> _What this task involves_
Below are the records. Restate word for word every line from the one that contains "Can you find the wood grain?" through the final line, both included.

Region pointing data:
--------------------------------
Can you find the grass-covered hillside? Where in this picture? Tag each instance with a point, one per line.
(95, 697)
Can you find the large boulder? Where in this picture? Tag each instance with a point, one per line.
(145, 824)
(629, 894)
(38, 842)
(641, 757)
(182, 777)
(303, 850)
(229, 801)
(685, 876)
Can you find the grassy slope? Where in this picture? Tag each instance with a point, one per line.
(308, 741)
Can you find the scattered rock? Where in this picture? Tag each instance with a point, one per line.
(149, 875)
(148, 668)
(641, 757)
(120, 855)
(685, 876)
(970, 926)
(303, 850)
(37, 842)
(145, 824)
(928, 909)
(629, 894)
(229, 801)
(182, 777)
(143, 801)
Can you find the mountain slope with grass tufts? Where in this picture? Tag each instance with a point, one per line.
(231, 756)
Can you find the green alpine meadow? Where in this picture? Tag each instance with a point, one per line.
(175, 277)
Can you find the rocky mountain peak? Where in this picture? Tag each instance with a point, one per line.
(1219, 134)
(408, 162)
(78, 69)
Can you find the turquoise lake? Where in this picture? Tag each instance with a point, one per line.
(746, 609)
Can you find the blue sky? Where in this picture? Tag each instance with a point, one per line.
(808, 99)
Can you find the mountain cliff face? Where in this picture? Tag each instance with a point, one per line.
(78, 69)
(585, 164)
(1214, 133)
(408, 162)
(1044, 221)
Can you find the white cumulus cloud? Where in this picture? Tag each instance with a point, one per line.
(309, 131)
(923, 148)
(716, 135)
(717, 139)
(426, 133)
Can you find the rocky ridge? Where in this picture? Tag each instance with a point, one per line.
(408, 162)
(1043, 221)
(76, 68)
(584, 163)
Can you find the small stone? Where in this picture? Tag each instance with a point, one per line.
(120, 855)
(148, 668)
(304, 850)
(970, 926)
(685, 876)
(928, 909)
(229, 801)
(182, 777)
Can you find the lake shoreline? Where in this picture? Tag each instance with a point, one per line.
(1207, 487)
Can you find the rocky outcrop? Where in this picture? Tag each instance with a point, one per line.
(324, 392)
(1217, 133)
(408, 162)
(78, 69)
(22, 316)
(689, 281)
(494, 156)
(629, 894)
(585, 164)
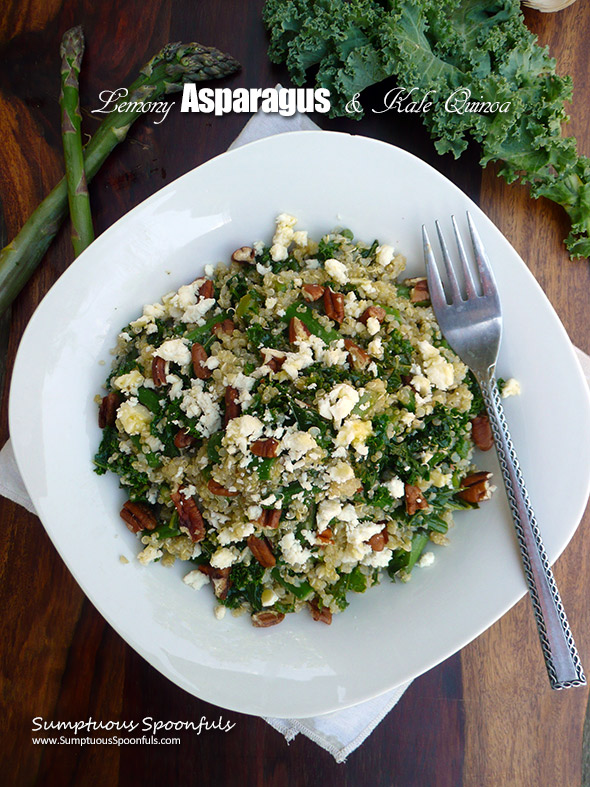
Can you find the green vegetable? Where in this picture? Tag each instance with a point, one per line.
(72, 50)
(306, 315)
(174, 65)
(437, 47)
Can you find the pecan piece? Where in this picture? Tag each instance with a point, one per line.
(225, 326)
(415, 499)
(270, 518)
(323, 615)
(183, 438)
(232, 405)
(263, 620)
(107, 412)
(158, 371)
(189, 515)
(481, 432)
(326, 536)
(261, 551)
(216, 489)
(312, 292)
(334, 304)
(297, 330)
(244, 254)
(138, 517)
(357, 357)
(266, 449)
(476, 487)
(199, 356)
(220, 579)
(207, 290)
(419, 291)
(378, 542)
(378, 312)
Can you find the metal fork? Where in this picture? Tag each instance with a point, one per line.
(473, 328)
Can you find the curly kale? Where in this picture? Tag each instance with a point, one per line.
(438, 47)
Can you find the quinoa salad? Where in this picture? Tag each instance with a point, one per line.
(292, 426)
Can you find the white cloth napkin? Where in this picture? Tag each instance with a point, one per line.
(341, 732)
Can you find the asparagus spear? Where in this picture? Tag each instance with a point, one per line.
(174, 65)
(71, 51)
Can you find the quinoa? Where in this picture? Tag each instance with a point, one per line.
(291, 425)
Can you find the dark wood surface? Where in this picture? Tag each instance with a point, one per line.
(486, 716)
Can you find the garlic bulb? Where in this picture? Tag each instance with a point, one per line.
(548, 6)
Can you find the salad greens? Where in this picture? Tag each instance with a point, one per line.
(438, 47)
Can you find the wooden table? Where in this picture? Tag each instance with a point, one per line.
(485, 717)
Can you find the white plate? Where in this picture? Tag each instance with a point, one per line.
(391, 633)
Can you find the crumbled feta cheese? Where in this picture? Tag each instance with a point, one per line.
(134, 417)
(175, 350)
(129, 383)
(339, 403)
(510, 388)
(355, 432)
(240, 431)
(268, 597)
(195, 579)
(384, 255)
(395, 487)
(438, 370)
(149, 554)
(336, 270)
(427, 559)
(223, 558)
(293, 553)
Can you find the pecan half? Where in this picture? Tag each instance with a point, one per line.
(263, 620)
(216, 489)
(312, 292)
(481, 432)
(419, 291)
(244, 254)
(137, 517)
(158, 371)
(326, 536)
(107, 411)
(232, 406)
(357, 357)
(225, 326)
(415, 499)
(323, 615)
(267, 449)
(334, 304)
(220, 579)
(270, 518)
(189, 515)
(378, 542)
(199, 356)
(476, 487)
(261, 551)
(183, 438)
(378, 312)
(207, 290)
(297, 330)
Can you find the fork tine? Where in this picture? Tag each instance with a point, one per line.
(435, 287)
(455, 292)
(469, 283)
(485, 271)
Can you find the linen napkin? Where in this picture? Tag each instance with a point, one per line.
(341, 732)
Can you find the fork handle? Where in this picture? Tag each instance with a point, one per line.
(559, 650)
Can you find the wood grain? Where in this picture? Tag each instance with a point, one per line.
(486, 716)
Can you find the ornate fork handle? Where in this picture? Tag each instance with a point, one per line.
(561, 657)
--------------------------------
> _Exercise result_
Can you find the wood grain? Where in this picture? Tag each instance with a point, one per line.
(486, 716)
Can you find the ornate fork handle? Where in this picture? Tag each instance with a point, one per line.
(561, 657)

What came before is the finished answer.